# Kamerafahrt erstellen mit Fotos



## Obiwankobi (8. Oktober 2004)

Hallo!

Folgendes Problem:
Ich habe 3 Fotos, die eine Art Kamerafahrt auf ein Objekt darstellen. In jedem der drei Bilder ist man näher am Objekt. Ich will daraus ein flüssiges Video machen. Wie kann ich die Zwischenbilder erstellen bzw so ein Video erstellen? Was für Programm bzw Plug'in bräuchste ich für Premiere, After Effects? Könnte man es über ein Morphing Tool oder der gleichen realisieren?

Mfg
Obiwan


----------



## goela (10. Oktober 2004)

Du kannst es sicherlich mit einem Morphing-Tool realisieren. Gibt es ja auch einige als Freeware. Was jedoch auch funktioniert ist, wenn Du zwischen den Bilder "fadest". Also eine weiche Überblendung machst!
Das Ganze kommt sicherlich noch besser und effektvoller, wenn Du zuerst im Bild zoomst dann fadest auf das nächste Bild, wieder zoomst und dann wieder fadest. Bis zum letzten Bild!


----------



## Schnip-Schnap (10. Oktober 2004)

schau doch mal da vorbei
http://www.wrigleyvideo.com/
vielleicht kannst du dir da was passendes als Tutorial heraussuchen


----------



## 27b-6 (11. Oktober 2004)

Moin!

Das mit den Bilder faden ist sicher die sinnvollste Lösung, Du solltest aber wenn Du es "flüssig" haben willst das Zoomen nicht in den einzelnen Layern animieren, sondern deine 3 Bilder an ein Nullobjekt mittels Parenting binden (bei älteren AFX-Versionen Solid erstellen und unsichtbar machen)-->ausgehend von dem Bild welches dem Objekt am nächstem ist die 2 anderen mittels verschieben uns skalieren so gut es geht deckungsgleich zu bekommen-->jetzt kannst Du mit deinem Parent-Layer alle 3 Bilder gleichzeitig skalieren (d.h. zoomen) und bekommst weil Du nur 2 Keyframes brauchst eine weiche flüssige "Kamerafahrt"-->um unsaubere stellen etwas zu kaschieren sollte man Motion Blur einschalten.

- _Kurze Aufgabe a_
Filtere die Zeilen und gib jede unverändert wieder, die das Wort "nose" enthält. Groß- und Kleinschreibung ist dabei zu beachten.

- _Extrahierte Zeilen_
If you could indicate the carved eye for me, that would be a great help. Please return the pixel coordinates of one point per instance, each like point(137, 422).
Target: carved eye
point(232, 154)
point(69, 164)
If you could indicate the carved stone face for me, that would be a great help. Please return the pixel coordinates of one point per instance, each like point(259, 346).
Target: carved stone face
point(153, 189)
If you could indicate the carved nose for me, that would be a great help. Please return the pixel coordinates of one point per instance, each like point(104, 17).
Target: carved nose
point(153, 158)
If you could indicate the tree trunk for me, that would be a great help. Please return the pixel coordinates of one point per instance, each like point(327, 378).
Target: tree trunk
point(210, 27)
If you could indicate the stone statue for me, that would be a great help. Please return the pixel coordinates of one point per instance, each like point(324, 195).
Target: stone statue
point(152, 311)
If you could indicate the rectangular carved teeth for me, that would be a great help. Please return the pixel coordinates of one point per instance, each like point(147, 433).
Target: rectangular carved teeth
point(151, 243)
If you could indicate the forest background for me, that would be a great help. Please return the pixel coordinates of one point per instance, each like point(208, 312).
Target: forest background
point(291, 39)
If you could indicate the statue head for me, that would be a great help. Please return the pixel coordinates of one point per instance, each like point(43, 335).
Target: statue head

- _Kurze Aufgabe b_
Prüfe für jede der Aussagen (i) bis (iii), ob sie mit dem Forenthread zur Kamerafahrt übereinstimmt. Antworte jeweils mit Ja oder Nein und zitiere die entscheidende Stelle wörtlich. (i) Obiwankobi hat drei Fotos, die eine Kamerafahrt auf ein Objekt darstellen. (ii) Laut goela gibt es Morphing-Tools nur als kostenpflichtige Software. (iii) 27b-6 rät dazu, Motion Blur auszuschalten.

- _Vollständige Ausgabe a_
If you could indicate the carved nose for me, that would be a great help. Please return the pixel coordinates of one point per instance, each like point(104, 17).
Target: carved nose

- _Vollständige Ausgabe b_
(i) Ja: „Ich habe 3 Fotos, die eine Art Kamerafahrt auf ein Objekt darstellen.“
(ii) Nein: „Gibt es ja auch einige als Freeware.“
(iii) Nein: „um unsaubere stellen etwas zu kaschieren sollte man Motion Blur einschalten.“